=== TASK STATEMENT ===
An exact retyping of every record is required.

────────────────

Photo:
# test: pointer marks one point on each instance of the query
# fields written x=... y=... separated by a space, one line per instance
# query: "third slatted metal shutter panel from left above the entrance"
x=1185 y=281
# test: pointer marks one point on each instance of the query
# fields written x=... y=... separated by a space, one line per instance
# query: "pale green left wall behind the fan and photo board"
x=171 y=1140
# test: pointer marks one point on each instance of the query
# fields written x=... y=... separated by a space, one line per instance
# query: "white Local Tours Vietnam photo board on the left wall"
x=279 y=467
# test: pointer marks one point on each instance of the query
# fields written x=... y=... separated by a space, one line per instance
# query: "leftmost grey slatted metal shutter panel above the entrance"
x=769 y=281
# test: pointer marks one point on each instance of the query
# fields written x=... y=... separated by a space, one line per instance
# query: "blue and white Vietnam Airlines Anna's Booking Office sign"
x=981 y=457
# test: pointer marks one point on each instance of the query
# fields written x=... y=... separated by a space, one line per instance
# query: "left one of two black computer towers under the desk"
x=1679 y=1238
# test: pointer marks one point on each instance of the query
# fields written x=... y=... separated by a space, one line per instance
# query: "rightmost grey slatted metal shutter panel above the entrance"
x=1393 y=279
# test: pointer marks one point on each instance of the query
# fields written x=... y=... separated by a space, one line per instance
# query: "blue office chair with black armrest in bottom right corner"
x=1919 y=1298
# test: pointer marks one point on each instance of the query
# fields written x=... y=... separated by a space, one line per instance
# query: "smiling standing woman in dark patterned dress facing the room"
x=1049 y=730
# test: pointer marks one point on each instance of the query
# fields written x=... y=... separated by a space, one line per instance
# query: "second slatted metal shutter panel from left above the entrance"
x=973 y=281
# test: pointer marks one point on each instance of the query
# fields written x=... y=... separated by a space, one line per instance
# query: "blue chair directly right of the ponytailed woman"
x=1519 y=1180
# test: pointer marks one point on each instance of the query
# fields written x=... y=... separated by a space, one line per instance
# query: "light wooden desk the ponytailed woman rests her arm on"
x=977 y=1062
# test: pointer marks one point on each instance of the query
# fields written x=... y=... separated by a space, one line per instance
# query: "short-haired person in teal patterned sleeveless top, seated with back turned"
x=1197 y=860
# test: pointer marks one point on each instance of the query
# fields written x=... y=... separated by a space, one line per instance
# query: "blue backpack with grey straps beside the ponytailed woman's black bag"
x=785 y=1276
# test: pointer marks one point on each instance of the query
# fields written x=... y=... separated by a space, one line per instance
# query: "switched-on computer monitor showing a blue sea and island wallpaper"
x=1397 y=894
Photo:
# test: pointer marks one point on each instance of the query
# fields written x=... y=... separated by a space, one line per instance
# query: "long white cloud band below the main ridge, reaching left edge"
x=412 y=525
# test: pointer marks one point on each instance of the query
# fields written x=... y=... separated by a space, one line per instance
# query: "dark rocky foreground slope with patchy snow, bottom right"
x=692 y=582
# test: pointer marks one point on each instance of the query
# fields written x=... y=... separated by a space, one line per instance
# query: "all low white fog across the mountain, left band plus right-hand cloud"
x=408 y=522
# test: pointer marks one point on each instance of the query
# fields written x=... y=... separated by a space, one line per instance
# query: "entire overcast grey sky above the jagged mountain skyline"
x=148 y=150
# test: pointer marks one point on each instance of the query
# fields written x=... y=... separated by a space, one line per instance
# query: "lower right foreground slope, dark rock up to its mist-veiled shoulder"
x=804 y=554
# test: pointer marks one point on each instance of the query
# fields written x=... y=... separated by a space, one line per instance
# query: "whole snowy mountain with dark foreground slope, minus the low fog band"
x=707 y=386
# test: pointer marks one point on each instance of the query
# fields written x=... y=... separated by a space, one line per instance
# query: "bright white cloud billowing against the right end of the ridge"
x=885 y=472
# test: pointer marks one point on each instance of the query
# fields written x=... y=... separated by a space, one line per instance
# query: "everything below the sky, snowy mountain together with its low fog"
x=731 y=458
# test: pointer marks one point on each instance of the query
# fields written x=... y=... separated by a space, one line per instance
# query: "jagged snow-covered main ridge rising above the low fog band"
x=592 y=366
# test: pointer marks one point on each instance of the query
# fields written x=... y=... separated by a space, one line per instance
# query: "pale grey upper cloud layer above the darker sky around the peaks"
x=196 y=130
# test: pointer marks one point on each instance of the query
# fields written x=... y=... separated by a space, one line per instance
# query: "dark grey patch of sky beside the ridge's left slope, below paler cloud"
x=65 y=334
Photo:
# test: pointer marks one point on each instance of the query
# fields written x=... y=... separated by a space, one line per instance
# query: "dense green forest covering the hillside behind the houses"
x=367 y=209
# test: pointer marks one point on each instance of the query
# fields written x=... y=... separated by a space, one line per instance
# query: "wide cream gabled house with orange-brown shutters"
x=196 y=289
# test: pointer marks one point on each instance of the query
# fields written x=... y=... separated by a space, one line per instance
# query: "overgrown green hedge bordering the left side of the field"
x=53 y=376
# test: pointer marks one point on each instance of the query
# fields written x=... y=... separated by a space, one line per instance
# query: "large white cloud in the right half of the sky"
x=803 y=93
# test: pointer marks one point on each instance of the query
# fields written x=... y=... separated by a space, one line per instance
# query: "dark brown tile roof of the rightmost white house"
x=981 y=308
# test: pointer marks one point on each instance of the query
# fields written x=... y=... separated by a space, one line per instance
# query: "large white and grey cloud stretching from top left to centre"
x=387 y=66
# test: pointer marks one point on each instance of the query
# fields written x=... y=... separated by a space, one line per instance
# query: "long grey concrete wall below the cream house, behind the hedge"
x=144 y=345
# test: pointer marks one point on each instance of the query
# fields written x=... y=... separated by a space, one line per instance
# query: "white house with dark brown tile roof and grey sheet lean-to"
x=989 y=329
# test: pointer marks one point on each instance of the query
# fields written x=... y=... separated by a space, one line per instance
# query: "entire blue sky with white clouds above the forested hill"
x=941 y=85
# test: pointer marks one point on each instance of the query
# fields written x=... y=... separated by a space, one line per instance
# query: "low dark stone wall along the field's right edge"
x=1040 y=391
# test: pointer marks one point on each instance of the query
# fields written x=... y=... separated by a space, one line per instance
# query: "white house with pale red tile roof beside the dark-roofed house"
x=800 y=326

────────────────

=== TASK SOLUTION ===
Photo:
# test: pointer marks one point on each instance of the query
# fields written x=... y=... separated by a space, one line per instance
# query: "third slatted metal shutter panel from left above the entrance"
x=1185 y=281
# test: pointer marks one point on each instance of the query
# fields written x=... y=... separated by a space, one line per instance
# query: "pale green left wall behind the fan and photo board"
x=171 y=1140
# test: pointer marks one point on each instance of the query
# fields written x=... y=... separated by a space, one line per instance
# query: "white Local Tours Vietnam photo board on the left wall"
x=279 y=467
# test: pointer marks one point on each instance of the query
# fields written x=... y=... separated by a space, one line per instance
# query: "leftmost grey slatted metal shutter panel above the entrance"
x=769 y=281
# test: pointer marks one point on each instance of the query
# fields written x=... y=... separated by a space, one line per instance
# query: "blue and white Vietnam Airlines Anna's Booking Office sign"
x=981 y=457
# test: pointer marks one point on each instance of the query
# fields written x=... y=... separated by a space, one line per instance
# query: "left one of two black computer towers under the desk"
x=1679 y=1238
# test: pointer marks one point on each instance of the query
# fields written x=... y=... separated by a space, one line per instance
# query: "rightmost grey slatted metal shutter panel above the entrance"
x=1393 y=279
# test: pointer marks one point on each instance of the query
# fields written x=... y=... separated by a space, one line per instance
# query: "blue office chair with black armrest in bottom right corner"
x=1919 y=1298
# test: pointer marks one point on each instance of the query
# fields written x=... y=... separated by a space, one line per instance
# query: "smiling standing woman in dark patterned dress facing the room"
x=1049 y=730
# test: pointer marks one point on each instance of the query
# fields written x=... y=... separated by a space, one line per instance
# query: "second slatted metal shutter panel from left above the entrance"
x=973 y=281
# test: pointer marks one point on each instance of the query
# fields written x=... y=... separated by a space, one line per instance
# query: "blue chair directly right of the ponytailed woman"
x=1519 y=1180
# test: pointer marks one point on each instance of the query
# fields written x=... y=... separated by a space, one line per instance
# query: "light wooden desk the ponytailed woman rests her arm on"
x=977 y=1062
# test: pointer marks one point on each instance of the query
# fields written x=... y=... separated by a space, one line per instance
# query: "short-haired person in teal patterned sleeveless top, seated with back turned"
x=1197 y=860
# test: pointer marks one point on each instance of the query
# fields written x=... y=... separated by a space, one line per instance
# query: "blue backpack with grey straps beside the ponytailed woman's black bag"
x=785 y=1276
# test: pointer marks one point on each instance of the query
# fields written x=... y=... separated by a space, one line per instance
# query: "switched-on computer monitor showing a blue sea and island wallpaper"
x=1397 y=894
Photo:
# test: pointer marks one point on each instance of the query
# fields written x=... y=... separated by a space, one line per instance
# query: "long white cloud band below the main ridge, reaching left edge"
x=412 y=525
# test: pointer marks one point on each instance of the query
# fields written x=... y=... separated by a space, one line per instance
# query: "dark rocky foreground slope with patchy snow, bottom right"
x=692 y=582
# test: pointer marks one point on each instance of the query
# fields written x=... y=... separated by a space, one line per instance
# query: "all low white fog across the mountain, left band plus right-hand cloud"
x=408 y=522
# test: pointer marks one point on each instance of the query
# fields written x=... y=... separated by a space, one line per instance
# query: "entire overcast grey sky above the jagged mountain skyline"
x=148 y=150
# test: pointer marks one point on each instance of the query
# fields written x=... y=... separated by a space, one line per instance
# query: "lower right foreground slope, dark rock up to its mist-veiled shoulder"
x=804 y=554
# test: pointer marks one point on each instance of the query
# fields written x=... y=... separated by a space, one line per instance
# query: "whole snowy mountain with dark foreground slope, minus the low fog band"
x=707 y=386
# test: pointer marks one point on each instance of the query
# fields written x=... y=... separated by a space, one line per instance
# query: "bright white cloud billowing against the right end of the ridge"
x=885 y=472
# test: pointer marks one point on each instance of the query
# fields written x=... y=... separated by a space, one line per instance
# query: "everything below the sky, snowy mountain together with its low fog"
x=731 y=458
# test: pointer marks one point on each instance of the query
# fields written x=... y=... separated by a space, one line per instance
# query: "jagged snow-covered main ridge rising above the low fog band"
x=592 y=366
# test: pointer marks one point on each instance of the query
# fields written x=... y=... separated by a space, one line per instance
# query: "pale grey upper cloud layer above the darker sky around the peaks"
x=196 y=130
# test: pointer marks one point on each instance of the query
# fields written x=... y=... separated by a space, one line per instance
# query: "dark grey patch of sky beside the ridge's left slope, below paler cloud"
x=65 y=334
Photo:
# test: pointer marks one point on each instance of the query
# fields written x=... y=... separated by a space, one line per instance
# query: "dense green forest covering the hillside behind the houses"
x=367 y=209
# test: pointer marks one point on each instance of the query
# fields written x=... y=... separated by a space, one line per instance
# query: "wide cream gabled house with orange-brown shutters"
x=196 y=289
# test: pointer marks one point on each instance of the query
# fields written x=... y=... separated by a space, one line per instance
# query: "overgrown green hedge bordering the left side of the field"
x=53 y=376
# test: pointer marks one point on each instance of the query
# fields written x=... y=... separated by a space, one line per instance
# query: "large white cloud in the right half of the sky"
x=803 y=93
# test: pointer marks one point on each instance of the query
# fields written x=... y=... separated by a space, one line per instance
# query: "dark brown tile roof of the rightmost white house"
x=981 y=308
# test: pointer marks one point on each instance of the query
# fields written x=... y=... separated by a space, one line per instance
# query: "large white and grey cloud stretching from top left to centre"
x=387 y=66
# test: pointer marks one point on each instance of the query
# fields written x=... y=... separated by a space, one line per instance
# query: "long grey concrete wall below the cream house, behind the hedge"
x=144 y=345
# test: pointer marks one point on each instance of the query
# fields written x=... y=... separated by a space, one line per instance
# query: "white house with dark brown tile roof and grey sheet lean-to"
x=989 y=329
# test: pointer marks one point on each instance of the query
# fields written x=... y=... separated by a space, one line per instance
# query: "entire blue sky with white clouds above the forested hill"
x=941 y=85
# test: pointer marks one point on each instance of the query
# fields written x=... y=... separated by a space, one line per instance
# query: "low dark stone wall along the field's right edge"
x=1040 y=391
# test: pointer marks one point on each instance of the query
# fields written x=... y=... separated by a space, one line per instance
# query: "white house with pale red tile roof beside the dark-roofed house"
x=800 y=326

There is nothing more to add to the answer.